** start of Reading passage **

Previously, this generated the following pvc config:

# Source: basic-persistent/templates/pvc.yaml
apiVersion: v1
kind: PersistentVolumeClaim
metadata:
  name: rabbitmq-data
  labels:
    helm.sh/chart: basic-persistent-0.1.0
    app.kubernetes.io/name: basic-persistent
    app.kubernetes.io/instance: rabbitmq
    app.kubernetes.io/managed-by: Helm
    lagoon.sh/service: rabbitmq
    lagoon.sh/service-type: basic-persistent
    lagoon.sh/project: project
    lagoon.sh/environment: production
    lagoon.sh/environmentType: production
    lagoon.sh/buildType: promote
  annotations:
    k8up.syn.tools/backup: "true"
    lagoon.sh/version: "24.5.1"
spec:
  accessModes:
    - ReadWriteMany
  storageClassName: bulk
  resources:
    requests:
      storage: "1Gi"

However, in recent builds this pvc is not being generated any longer. This causes a failure when deploying a new environment in this project, since the non-existent pvc cannot be mount to the service.

** end of Reading passage **
** start of Data rows **

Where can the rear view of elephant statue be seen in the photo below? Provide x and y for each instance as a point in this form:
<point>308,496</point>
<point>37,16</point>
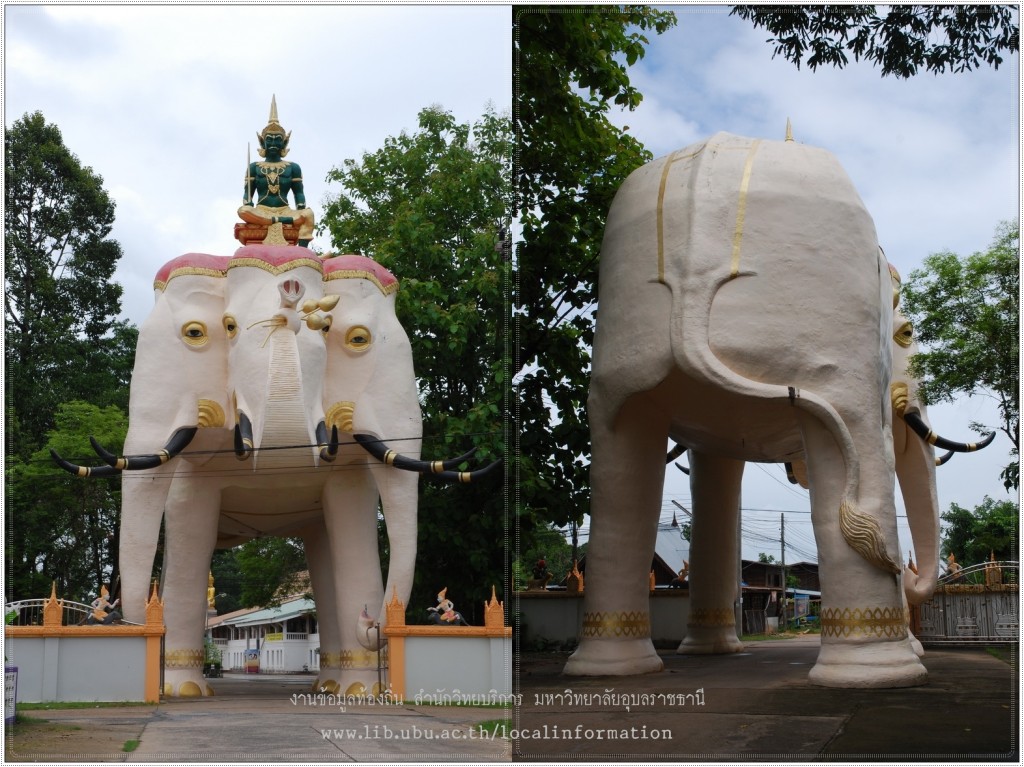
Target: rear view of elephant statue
<point>273,394</point>
<point>744,311</point>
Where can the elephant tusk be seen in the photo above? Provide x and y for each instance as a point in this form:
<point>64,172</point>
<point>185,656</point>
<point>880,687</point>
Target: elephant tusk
<point>178,441</point>
<point>84,471</point>
<point>920,428</point>
<point>329,449</point>
<point>243,437</point>
<point>437,469</point>
<point>465,477</point>
<point>675,453</point>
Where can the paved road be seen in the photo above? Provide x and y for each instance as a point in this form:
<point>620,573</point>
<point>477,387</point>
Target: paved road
<point>758,706</point>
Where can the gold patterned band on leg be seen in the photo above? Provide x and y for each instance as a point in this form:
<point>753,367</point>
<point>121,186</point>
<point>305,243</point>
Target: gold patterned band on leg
<point>636,625</point>
<point>710,618</point>
<point>846,623</point>
<point>183,658</point>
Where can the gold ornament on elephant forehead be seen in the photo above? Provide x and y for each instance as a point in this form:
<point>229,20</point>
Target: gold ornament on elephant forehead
<point>311,309</point>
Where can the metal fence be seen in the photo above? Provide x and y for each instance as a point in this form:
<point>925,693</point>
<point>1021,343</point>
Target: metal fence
<point>30,612</point>
<point>977,604</point>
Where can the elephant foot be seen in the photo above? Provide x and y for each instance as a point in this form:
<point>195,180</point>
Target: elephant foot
<point>350,682</point>
<point>185,683</point>
<point>868,665</point>
<point>598,657</point>
<point>710,640</point>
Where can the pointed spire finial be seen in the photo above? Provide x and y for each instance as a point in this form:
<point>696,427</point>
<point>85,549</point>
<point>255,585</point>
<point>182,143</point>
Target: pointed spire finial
<point>273,109</point>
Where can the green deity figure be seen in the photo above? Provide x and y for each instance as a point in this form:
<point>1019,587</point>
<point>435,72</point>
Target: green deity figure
<point>269,181</point>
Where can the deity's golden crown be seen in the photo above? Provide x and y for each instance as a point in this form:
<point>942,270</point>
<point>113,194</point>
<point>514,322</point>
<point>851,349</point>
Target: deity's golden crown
<point>272,126</point>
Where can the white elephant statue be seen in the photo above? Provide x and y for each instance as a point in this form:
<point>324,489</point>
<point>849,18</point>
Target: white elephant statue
<point>745,311</point>
<point>269,357</point>
<point>914,463</point>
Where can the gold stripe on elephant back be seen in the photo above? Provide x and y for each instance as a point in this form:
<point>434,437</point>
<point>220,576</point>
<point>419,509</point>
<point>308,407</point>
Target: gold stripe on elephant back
<point>341,414</point>
<point>211,415</point>
<point>659,216</point>
<point>875,623</point>
<point>183,658</point>
<point>710,618</point>
<point>636,624</point>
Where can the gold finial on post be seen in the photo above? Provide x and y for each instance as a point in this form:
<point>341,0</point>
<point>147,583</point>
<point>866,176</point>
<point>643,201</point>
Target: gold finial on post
<point>494,611</point>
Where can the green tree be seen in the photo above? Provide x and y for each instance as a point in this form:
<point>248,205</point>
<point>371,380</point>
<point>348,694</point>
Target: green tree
<point>975,535</point>
<point>901,39</point>
<point>61,343</point>
<point>571,67</point>
<point>269,568</point>
<point>430,206</point>
<point>71,537</point>
<point>966,313</point>
<point>59,301</point>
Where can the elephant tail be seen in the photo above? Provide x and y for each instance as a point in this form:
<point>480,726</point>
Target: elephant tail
<point>861,531</point>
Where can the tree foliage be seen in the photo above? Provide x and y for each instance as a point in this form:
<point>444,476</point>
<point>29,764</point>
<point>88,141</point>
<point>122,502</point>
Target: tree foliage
<point>571,67</point>
<point>65,528</point>
<point>966,313</point>
<point>62,344</point>
<point>430,206</point>
<point>900,39</point>
<point>975,535</point>
<point>59,302</point>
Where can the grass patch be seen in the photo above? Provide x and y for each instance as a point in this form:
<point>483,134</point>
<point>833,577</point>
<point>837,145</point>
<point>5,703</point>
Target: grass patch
<point>22,722</point>
<point>493,727</point>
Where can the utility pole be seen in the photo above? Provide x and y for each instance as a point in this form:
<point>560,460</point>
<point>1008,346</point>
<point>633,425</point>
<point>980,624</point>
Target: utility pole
<point>783,572</point>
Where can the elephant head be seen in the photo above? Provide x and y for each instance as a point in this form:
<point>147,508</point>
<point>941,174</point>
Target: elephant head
<point>915,462</point>
<point>372,400</point>
<point>276,354</point>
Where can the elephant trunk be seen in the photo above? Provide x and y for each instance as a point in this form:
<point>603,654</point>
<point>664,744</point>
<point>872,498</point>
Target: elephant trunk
<point>915,471</point>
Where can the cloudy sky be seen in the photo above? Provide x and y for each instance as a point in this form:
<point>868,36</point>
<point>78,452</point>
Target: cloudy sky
<point>935,159</point>
<point>162,102</point>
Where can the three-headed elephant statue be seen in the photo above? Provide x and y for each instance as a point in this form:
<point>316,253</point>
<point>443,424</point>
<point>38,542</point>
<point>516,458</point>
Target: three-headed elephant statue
<point>745,310</point>
<point>290,381</point>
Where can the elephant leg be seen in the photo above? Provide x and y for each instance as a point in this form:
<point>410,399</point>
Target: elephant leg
<point>350,517</point>
<point>715,493</point>
<point>627,475</point>
<point>193,510</point>
<point>317,550</point>
<point>864,638</point>
<point>142,502</point>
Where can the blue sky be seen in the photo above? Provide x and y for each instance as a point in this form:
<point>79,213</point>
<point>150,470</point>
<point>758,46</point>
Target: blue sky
<point>163,100</point>
<point>936,160</point>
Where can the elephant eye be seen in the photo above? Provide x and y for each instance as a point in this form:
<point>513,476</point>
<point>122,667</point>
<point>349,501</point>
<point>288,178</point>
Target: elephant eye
<point>194,333</point>
<point>904,336</point>
<point>357,338</point>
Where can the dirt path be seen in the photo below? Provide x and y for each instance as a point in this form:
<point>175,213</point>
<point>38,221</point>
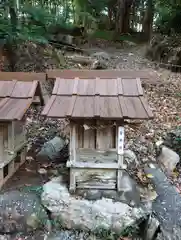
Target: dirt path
<point>164,102</point>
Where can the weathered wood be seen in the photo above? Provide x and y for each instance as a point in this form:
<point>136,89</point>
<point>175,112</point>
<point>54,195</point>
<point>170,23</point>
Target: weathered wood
<point>89,138</point>
<point>72,186</point>
<point>104,137</point>
<point>8,169</point>
<point>120,149</point>
<point>92,165</point>
<point>96,178</point>
<point>18,135</point>
<point>95,155</point>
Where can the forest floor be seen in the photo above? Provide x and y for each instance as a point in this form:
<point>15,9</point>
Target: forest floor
<point>163,98</point>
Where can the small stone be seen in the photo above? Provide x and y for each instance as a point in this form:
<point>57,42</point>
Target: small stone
<point>42,171</point>
<point>20,206</point>
<point>168,159</point>
<point>89,215</point>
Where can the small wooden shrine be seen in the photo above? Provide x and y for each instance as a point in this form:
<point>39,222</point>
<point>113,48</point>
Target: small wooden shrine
<point>15,99</point>
<point>97,110</point>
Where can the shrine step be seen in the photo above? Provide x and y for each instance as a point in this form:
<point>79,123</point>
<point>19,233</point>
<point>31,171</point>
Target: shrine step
<point>8,170</point>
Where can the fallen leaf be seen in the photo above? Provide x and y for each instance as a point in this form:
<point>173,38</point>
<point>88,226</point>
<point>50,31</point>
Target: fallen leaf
<point>149,175</point>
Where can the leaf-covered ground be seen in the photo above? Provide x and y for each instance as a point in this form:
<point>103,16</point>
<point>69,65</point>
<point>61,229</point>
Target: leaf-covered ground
<point>164,99</point>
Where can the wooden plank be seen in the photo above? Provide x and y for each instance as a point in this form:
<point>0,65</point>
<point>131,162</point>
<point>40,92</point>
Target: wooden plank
<point>101,87</point>
<point>119,86</point>
<point>135,108</point>
<point>48,105</point>
<point>66,87</point>
<point>22,76</point>
<point>84,107</point>
<point>12,168</point>
<point>33,89</point>
<point>56,86</point>
<point>86,87</point>
<point>120,149</point>
<point>72,184</point>
<point>96,155</point>
<point>91,165</point>
<point>89,138</point>
<point>21,89</point>
<point>96,178</point>
<point>79,137</point>
<point>71,106</point>
<point>59,107</point>
<point>139,87</point>
<point>1,143</point>
<point>96,107</point>
<point>145,75</point>
<point>95,185</point>
<point>130,87</point>
<point>104,137</point>
<point>146,107</point>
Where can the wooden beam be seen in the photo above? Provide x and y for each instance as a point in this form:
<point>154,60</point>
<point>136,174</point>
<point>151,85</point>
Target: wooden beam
<point>120,150</point>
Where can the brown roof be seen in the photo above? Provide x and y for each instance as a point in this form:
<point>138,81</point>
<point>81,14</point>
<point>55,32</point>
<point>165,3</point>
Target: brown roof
<point>22,76</point>
<point>144,75</point>
<point>15,98</point>
<point>112,99</point>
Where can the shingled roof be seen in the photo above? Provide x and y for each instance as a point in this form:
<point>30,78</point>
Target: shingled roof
<point>15,98</point>
<point>110,99</point>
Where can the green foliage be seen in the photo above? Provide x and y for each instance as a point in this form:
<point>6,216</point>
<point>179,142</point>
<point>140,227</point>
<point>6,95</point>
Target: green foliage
<point>168,17</point>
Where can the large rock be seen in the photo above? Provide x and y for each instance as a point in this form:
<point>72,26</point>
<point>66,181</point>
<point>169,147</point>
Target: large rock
<point>100,60</point>
<point>71,235</point>
<point>129,193</point>
<point>167,206</point>
<point>20,211</point>
<point>76,213</point>
<point>51,149</point>
<point>168,159</point>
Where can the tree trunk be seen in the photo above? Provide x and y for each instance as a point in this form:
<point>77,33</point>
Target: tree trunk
<point>11,45</point>
<point>148,19</point>
<point>123,16</point>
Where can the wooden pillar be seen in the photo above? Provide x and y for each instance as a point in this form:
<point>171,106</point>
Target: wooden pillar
<point>72,186</point>
<point>120,151</point>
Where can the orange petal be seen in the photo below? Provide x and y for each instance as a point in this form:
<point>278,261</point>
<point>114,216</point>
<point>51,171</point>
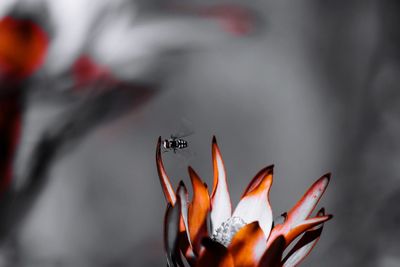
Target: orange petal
<point>198,211</point>
<point>305,206</point>
<point>221,207</point>
<point>182,197</point>
<point>304,226</point>
<point>248,245</point>
<point>256,180</point>
<point>273,256</point>
<point>23,45</point>
<point>171,233</point>
<point>255,206</point>
<point>214,255</point>
<point>164,179</point>
<point>302,209</point>
<point>304,246</point>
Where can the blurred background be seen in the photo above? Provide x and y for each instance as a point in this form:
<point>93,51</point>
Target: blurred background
<point>310,86</point>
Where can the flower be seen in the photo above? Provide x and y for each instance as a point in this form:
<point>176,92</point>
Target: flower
<point>247,237</point>
<point>23,47</point>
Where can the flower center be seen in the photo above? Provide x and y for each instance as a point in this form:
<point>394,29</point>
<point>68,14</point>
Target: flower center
<point>227,230</point>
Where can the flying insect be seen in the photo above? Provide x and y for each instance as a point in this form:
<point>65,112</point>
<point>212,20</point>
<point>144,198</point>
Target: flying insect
<point>174,144</point>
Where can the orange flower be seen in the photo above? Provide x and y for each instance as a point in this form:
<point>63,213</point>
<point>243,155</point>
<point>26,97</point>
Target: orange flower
<point>23,45</point>
<point>205,232</point>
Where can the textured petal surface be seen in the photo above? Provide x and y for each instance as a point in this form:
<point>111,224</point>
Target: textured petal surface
<point>305,206</point>
<point>198,211</point>
<point>171,232</point>
<point>304,226</point>
<point>255,206</point>
<point>23,46</point>
<point>214,255</point>
<point>164,179</point>
<point>302,209</point>
<point>221,207</point>
<point>273,256</point>
<point>248,245</point>
<point>183,199</point>
<point>304,246</point>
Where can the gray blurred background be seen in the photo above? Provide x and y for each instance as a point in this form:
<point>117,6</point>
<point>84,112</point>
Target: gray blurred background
<point>314,88</point>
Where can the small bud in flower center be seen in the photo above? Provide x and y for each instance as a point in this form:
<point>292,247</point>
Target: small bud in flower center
<point>227,230</point>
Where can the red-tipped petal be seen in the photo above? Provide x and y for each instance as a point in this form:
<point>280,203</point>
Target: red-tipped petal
<point>255,206</point>
<point>23,46</point>
<point>256,180</point>
<point>304,246</point>
<point>305,206</point>
<point>214,255</point>
<point>302,209</point>
<point>164,179</point>
<point>171,233</point>
<point>198,211</point>
<point>304,226</point>
<point>248,245</point>
<point>273,256</point>
<point>182,195</point>
<point>221,207</point>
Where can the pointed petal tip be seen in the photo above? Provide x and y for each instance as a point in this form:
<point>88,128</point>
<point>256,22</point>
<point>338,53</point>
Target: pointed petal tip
<point>181,185</point>
<point>321,212</point>
<point>191,171</point>
<point>327,176</point>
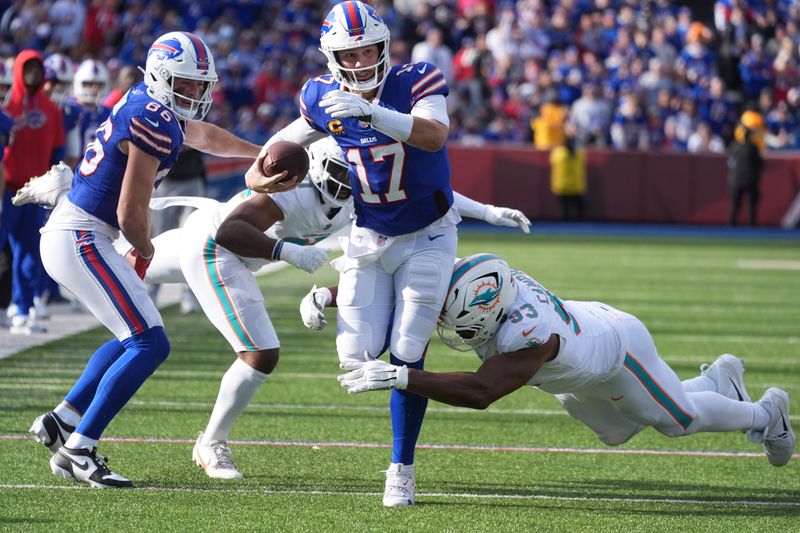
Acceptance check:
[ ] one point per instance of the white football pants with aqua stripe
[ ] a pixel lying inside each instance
(228, 293)
(645, 391)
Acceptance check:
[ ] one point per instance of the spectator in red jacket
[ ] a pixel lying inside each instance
(38, 142)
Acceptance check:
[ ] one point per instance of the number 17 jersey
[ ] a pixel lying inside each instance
(397, 188)
(144, 122)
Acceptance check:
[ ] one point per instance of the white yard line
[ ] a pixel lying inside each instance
(464, 495)
(446, 447)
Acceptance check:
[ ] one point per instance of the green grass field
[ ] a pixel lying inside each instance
(313, 457)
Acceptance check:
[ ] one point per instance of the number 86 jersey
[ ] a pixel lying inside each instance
(144, 122)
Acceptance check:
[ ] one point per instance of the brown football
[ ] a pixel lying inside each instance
(285, 155)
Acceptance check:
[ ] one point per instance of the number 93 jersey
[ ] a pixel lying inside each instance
(397, 188)
(140, 120)
(592, 336)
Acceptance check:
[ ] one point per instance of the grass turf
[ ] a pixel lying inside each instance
(693, 294)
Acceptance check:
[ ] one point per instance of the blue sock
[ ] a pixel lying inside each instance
(143, 354)
(407, 410)
(81, 394)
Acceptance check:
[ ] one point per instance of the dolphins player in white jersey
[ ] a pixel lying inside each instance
(218, 247)
(111, 189)
(600, 363)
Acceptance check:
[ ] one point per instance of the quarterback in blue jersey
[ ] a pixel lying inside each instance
(391, 125)
(111, 190)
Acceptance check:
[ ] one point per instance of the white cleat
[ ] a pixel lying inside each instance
(46, 189)
(727, 371)
(51, 431)
(778, 438)
(401, 488)
(215, 459)
(26, 325)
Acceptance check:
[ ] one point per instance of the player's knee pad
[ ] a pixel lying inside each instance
(615, 438)
(673, 429)
(357, 339)
(409, 349)
(152, 341)
(425, 281)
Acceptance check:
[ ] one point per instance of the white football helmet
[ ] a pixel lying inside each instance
(350, 25)
(6, 80)
(180, 54)
(480, 293)
(91, 82)
(329, 172)
(60, 70)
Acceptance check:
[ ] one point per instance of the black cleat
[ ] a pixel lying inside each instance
(87, 466)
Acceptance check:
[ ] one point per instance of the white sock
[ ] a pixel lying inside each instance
(699, 383)
(238, 386)
(67, 415)
(716, 412)
(76, 440)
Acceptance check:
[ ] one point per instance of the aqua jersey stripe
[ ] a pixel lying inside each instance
(680, 416)
(209, 258)
(460, 271)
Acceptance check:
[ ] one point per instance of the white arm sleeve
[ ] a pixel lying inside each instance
(433, 106)
(467, 207)
(299, 132)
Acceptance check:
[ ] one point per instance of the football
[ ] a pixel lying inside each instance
(285, 155)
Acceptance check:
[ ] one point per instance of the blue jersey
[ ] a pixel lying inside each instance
(397, 188)
(142, 121)
(72, 112)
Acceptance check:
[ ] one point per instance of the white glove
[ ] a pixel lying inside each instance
(375, 375)
(308, 258)
(342, 104)
(312, 308)
(503, 216)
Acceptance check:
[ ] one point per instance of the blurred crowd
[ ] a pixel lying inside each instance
(627, 74)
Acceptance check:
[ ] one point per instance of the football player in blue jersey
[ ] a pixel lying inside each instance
(391, 124)
(90, 86)
(111, 190)
(59, 74)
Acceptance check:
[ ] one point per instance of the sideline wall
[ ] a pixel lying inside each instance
(649, 187)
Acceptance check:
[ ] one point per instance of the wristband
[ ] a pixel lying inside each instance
(469, 208)
(393, 123)
(326, 292)
(276, 250)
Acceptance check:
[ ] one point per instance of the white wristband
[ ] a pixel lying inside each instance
(393, 123)
(401, 382)
(467, 207)
(326, 292)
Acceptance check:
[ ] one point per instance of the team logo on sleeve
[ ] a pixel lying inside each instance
(336, 127)
(486, 294)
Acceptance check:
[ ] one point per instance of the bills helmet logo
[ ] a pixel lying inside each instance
(167, 49)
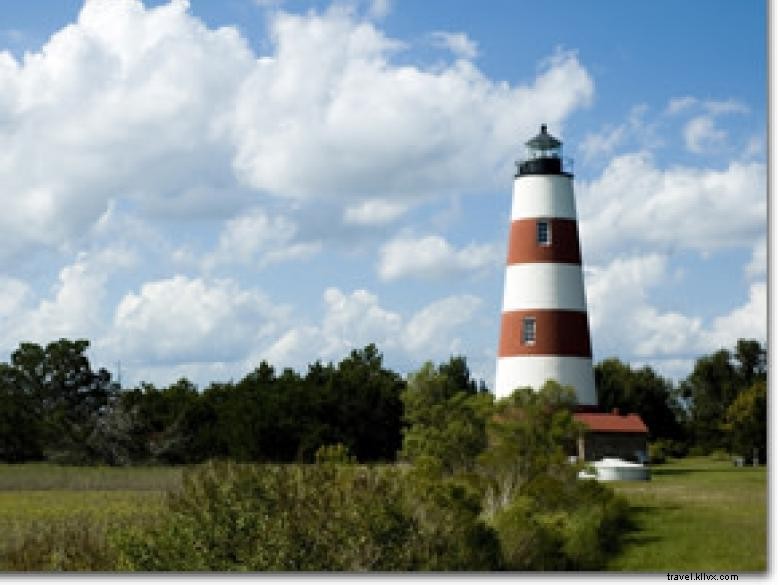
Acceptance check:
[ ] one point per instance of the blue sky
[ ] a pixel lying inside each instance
(197, 187)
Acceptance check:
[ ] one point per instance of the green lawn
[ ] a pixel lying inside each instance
(697, 514)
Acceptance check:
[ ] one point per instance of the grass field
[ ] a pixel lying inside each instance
(697, 514)
(59, 503)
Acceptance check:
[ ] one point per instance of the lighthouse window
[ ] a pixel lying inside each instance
(543, 233)
(529, 330)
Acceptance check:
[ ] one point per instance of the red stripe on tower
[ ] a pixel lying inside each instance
(544, 325)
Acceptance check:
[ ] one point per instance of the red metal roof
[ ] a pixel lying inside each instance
(611, 423)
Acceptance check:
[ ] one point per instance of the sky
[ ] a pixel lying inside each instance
(197, 187)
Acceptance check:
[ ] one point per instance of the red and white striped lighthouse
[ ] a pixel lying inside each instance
(544, 321)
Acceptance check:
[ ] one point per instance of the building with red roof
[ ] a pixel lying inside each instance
(612, 435)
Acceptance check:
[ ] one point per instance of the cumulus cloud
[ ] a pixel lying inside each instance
(75, 309)
(748, 320)
(702, 135)
(13, 296)
(120, 115)
(150, 105)
(353, 320)
(635, 205)
(432, 257)
(358, 125)
(624, 319)
(601, 145)
(184, 320)
(256, 239)
(374, 212)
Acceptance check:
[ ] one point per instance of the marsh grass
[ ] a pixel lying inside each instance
(696, 514)
(59, 518)
(46, 476)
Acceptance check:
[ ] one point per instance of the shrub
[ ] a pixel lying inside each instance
(560, 524)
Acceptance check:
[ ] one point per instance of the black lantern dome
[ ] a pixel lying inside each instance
(544, 156)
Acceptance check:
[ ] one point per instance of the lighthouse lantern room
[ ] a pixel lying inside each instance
(544, 322)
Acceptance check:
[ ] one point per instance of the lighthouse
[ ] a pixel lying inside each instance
(544, 321)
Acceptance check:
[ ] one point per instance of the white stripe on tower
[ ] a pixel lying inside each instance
(544, 322)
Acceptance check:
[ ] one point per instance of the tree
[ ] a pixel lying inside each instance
(21, 437)
(68, 395)
(715, 383)
(445, 421)
(641, 391)
(745, 421)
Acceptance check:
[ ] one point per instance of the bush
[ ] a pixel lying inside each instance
(559, 524)
(231, 517)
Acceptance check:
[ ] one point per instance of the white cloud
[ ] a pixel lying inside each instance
(459, 43)
(356, 319)
(76, 308)
(601, 145)
(14, 294)
(254, 238)
(747, 321)
(701, 135)
(359, 126)
(107, 108)
(185, 320)
(432, 257)
(625, 321)
(374, 212)
(714, 107)
(635, 205)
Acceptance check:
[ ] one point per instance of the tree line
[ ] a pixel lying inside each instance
(55, 407)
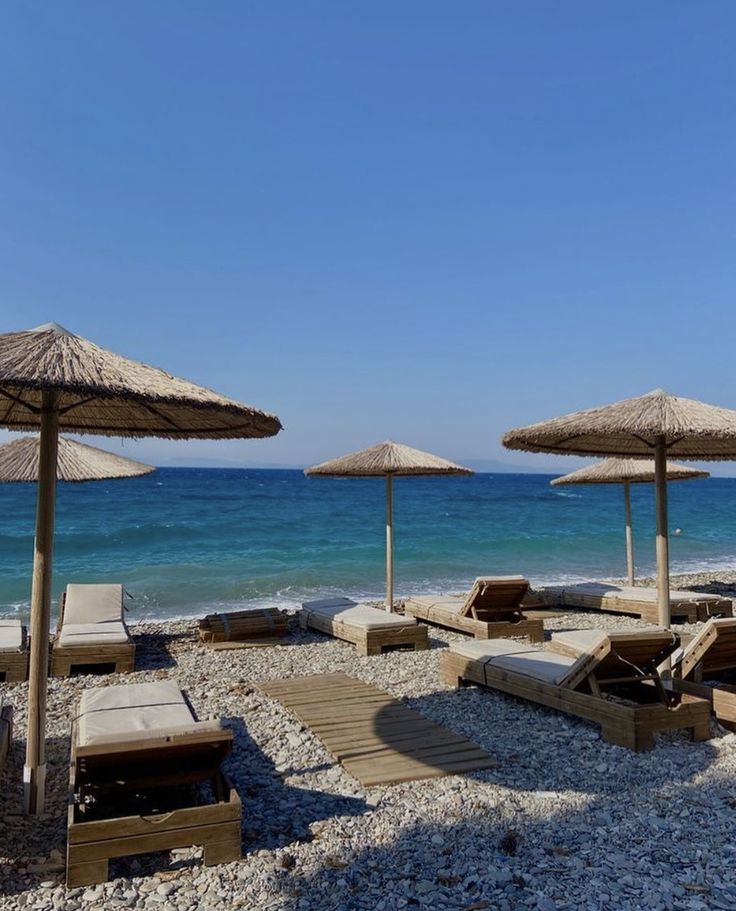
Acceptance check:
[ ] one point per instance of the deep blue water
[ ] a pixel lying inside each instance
(182, 539)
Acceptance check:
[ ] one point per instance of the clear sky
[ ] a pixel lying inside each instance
(419, 220)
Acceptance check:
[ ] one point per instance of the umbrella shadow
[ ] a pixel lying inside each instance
(276, 814)
(519, 736)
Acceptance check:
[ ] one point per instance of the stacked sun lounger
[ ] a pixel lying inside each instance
(267, 623)
(639, 601)
(608, 678)
(371, 629)
(13, 651)
(492, 608)
(146, 776)
(91, 633)
(706, 667)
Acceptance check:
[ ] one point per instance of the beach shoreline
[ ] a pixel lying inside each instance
(534, 832)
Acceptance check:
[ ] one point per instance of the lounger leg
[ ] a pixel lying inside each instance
(87, 873)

** end of Data rows **

Request >>
From the text on the missing RabbitMQ PVC, reproduce the passage starting with "However, in recent" and going on through "to the service.".

Expected output >>
However, in recent builds this pvc is not being generated any longer. This causes a failure when deploying a new environment in this project, since the non-existent pvc cannot be mount to the service.